→ QUOTED TEXT:
▬▬▬

Thursday, March 23, 2006

Back to my Bitter, Bitter Roots

Well, I'm fairly certain that this marks the longest delay between posts since this blog's inception, but I wanted to leave the post regarding my move to SP 2.0 up for a while longer than usual, in order to give everyone a chance to read it before pushing it down. I'd hate to think that someone might visit, read only the most recent post, and then remain blissfully unaware of my newly expanded personal space in the rant-o-sphere (although I'm hoping that my not-quite-subtle sidebar redesign might alert a few of those potential people), thinking instead that I'd simply started posting less. Also, I couldn't think of anything to write about that wasn't about video games, which, as I stated below, is what I hope to use as a guide for division of content between this and SP. And a time-consuming 2000+ word essay on Secret of Mana over on SP last week didn't leave me particularly inclined to spend yet more time writing. I suspect that posting every other week might become the norm here from now on. If anyone's feeling at all slighted by my recent move, please let me know, as I can't help but feel that I've betrayed some kind of blogger/reader trust by abandoning this blog to some degree after what I feel was a moderately successful 8-month start. But hopefully that's just my usual unjustified social guilt/paranoia complex. Anyone who can't get enough of me should be able to find more Jordan than they could ever want over at SP 2.0, if the first couple of weeks of activity are any indication.

Anyway, on to new content. I was struck by inspiration earlier today when I recalled a Conan O'Brian sketch that I quite enjoy that he may or may not still be doing (I rarely find time to watch Conan these days): Pierre Bernard's Recliner of Rage. Essentially, this small nerdy angry fellow sits on a chair and rants at length about trivial shit that most people could care less about, like Robotech DVDs or Stargate: SG-1 plot holes. I quite enjoy that sketch, and I've been told that I'm generally at my funniest when I'm writing some kind of rant about something trivial that fills me with rage, so I though it would be a good model for a brainstorming session. Within minutes, I recalled a conversation I'd had with Stefan and Aiden recently in my car. I was ranting and raving like a lunatic, and they seemed vaguely amused, so it occurred to me that it would probably make a great post topic. So, in an attempt to recapture the spirit of the name I chose for my URL (as opposed to the name I chose for the blog itself), I bring you: Why I Fucking Hate Beyblade. Enjoy.

What is Beyblade, you ask? If you just asked that, give yourself ten points: you're a better person for not already knowing. Beyblade is a children's cartoon that's about five or so years old now, I think. It was one of the many Japanese cartoons that were re-dubbed in English and played on domestic television stations in an attempt to market a line of cheap toys to children by heavily integrating those toys into the plot (See: Pokemon, Yu-gi-oh, Duel Masters, The Mattel Mars Bar Quick Energy Chocobot Hour, The Merch, etc). But what makes Beyblade special is just how stupid those toys are. By design, one can't talk about either the toy or the cartoon without talking about the other, so I'll have to talk about both in order to properly convey just how awful this show is. Or was, I guess-- I don't know if it's still on, and I don't want the government to have a record of me Googling "Beyblade". That sort of shit might make me unemployable for life. It certainly would if I were the one doing the hiring.

▬▬▬

→ PROVIDED INFORMATION:
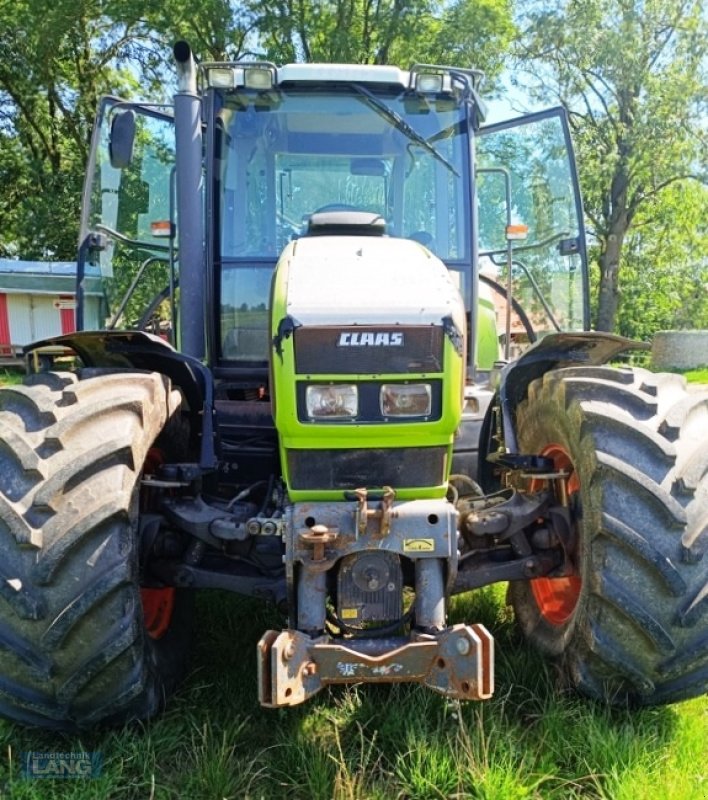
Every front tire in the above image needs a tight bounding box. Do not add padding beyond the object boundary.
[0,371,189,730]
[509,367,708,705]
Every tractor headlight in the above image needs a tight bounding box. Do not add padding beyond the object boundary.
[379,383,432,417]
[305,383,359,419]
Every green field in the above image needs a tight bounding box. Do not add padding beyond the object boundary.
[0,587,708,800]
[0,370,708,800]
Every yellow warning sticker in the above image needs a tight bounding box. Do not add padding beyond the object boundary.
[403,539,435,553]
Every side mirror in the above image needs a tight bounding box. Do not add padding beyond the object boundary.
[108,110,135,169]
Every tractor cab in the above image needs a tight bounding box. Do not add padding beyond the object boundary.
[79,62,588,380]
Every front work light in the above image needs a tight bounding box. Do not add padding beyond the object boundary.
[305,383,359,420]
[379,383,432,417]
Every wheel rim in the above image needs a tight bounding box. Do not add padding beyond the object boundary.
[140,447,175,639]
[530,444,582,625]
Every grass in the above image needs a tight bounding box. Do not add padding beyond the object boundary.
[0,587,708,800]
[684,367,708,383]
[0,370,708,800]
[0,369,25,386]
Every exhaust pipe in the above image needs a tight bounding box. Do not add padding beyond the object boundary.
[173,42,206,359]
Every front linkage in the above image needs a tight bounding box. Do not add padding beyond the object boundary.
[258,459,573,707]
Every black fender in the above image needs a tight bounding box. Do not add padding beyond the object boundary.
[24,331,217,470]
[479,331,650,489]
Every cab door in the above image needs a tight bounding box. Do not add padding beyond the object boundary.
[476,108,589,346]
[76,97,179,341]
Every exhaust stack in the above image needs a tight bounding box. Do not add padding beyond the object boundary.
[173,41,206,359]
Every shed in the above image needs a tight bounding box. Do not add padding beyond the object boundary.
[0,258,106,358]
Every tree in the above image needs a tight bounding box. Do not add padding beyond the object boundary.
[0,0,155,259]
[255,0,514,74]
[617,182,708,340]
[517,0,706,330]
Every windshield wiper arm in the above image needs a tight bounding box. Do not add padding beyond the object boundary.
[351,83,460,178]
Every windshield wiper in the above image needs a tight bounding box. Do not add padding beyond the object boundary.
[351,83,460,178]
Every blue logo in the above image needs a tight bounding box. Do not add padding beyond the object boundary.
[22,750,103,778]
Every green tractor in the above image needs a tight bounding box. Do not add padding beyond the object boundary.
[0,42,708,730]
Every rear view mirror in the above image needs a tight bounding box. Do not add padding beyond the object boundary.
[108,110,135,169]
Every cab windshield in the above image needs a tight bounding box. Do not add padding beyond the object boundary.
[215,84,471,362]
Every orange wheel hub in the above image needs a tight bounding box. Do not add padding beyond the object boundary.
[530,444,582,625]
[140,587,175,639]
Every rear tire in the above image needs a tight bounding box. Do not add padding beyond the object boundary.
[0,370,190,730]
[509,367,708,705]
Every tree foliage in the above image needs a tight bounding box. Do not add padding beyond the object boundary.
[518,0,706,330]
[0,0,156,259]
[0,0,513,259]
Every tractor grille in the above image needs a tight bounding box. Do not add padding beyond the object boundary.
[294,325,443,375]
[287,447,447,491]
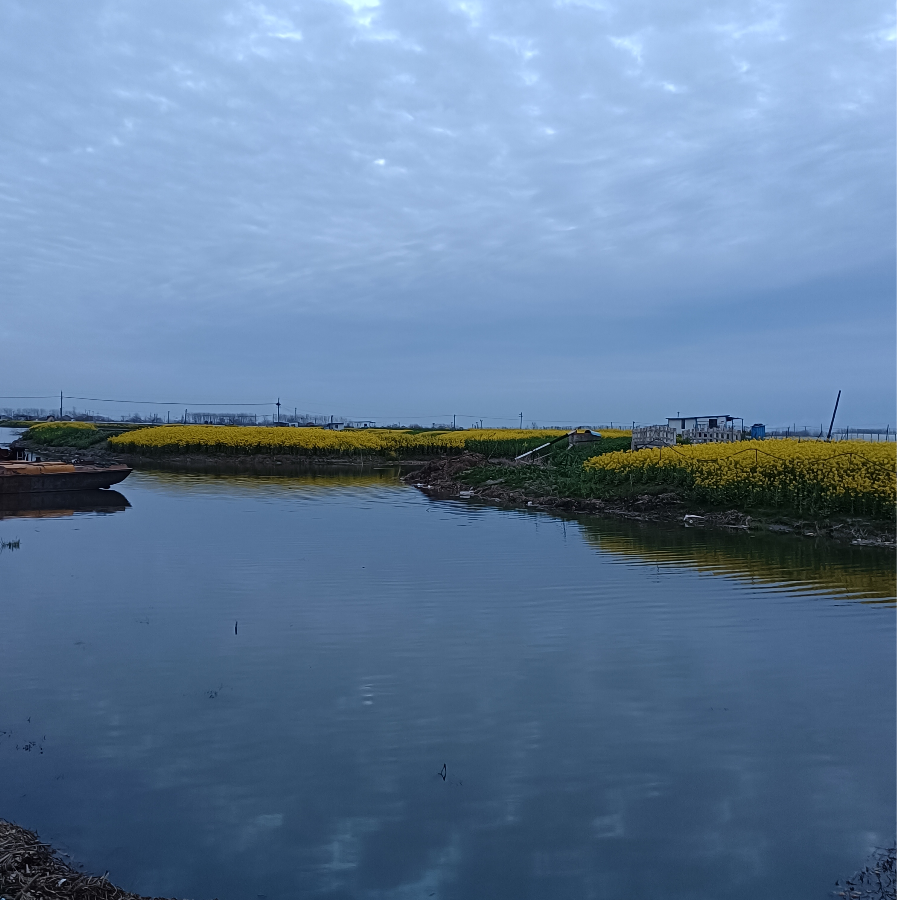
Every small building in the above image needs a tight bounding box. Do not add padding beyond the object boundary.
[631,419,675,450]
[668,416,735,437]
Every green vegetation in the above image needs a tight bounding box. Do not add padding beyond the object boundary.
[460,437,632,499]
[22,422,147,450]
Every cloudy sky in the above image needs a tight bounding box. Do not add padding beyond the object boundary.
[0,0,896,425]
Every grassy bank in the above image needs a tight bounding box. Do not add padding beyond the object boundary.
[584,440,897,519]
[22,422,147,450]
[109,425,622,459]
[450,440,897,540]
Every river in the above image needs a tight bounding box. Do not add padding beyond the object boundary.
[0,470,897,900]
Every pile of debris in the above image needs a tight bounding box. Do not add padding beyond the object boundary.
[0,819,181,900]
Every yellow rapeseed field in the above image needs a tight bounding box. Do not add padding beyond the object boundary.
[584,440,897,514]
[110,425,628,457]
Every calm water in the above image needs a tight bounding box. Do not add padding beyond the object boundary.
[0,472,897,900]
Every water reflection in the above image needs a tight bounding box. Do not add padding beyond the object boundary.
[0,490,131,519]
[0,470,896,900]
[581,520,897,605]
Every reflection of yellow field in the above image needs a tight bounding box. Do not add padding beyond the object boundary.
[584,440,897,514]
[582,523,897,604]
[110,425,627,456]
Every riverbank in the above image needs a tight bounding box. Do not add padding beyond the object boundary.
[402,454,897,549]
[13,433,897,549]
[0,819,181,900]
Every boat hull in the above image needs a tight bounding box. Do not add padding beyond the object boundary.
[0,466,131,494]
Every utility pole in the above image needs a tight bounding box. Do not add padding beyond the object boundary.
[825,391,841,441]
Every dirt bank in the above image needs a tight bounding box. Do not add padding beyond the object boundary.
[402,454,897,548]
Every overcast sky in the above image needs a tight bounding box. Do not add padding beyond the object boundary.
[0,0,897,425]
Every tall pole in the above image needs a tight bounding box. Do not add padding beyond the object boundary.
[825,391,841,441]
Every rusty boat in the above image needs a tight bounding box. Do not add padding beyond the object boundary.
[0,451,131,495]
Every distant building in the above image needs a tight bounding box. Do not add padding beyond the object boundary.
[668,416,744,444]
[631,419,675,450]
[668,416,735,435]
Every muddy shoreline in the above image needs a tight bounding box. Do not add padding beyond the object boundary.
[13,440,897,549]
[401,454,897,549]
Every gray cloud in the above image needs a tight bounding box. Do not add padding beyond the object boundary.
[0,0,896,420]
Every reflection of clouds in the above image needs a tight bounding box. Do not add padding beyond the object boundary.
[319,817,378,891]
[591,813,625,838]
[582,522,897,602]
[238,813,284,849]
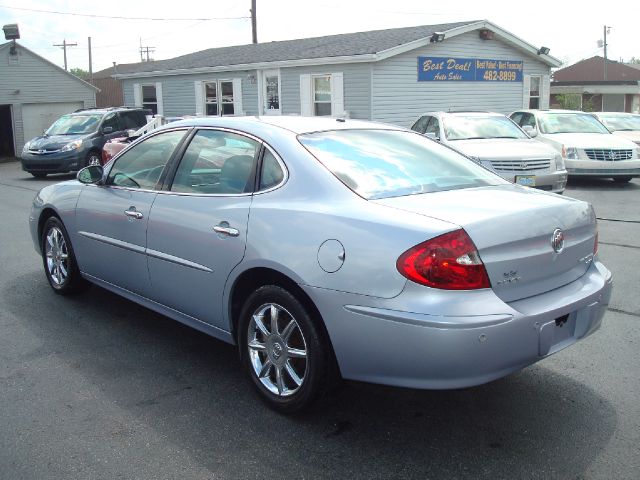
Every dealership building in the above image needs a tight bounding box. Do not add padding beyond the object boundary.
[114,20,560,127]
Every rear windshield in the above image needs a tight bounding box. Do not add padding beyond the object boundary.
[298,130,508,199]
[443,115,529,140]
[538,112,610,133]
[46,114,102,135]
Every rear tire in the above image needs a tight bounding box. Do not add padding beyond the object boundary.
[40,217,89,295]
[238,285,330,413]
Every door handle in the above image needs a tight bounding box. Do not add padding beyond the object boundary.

▬▬▬

→ OBJECTIVES:
• A. Answer these questions using the blog post:
(i) How long a start does the writer say the blog had before the move to SP 2.0?
(ii) What is the name of the Conan O'Brian sketch the writer recalls?
(iii) Roughly how old does the writer think the Beyblade cartoon is?
• B. Count the lines of the records that contain the word "green", and give only that number.

→ EXPECTED RESPONSES:
• A.
(i) A moderately successful 8-month start.
(ii) Pierre Bernard's Recliner of Rage.
(iii) About five or so years old.

• B. 3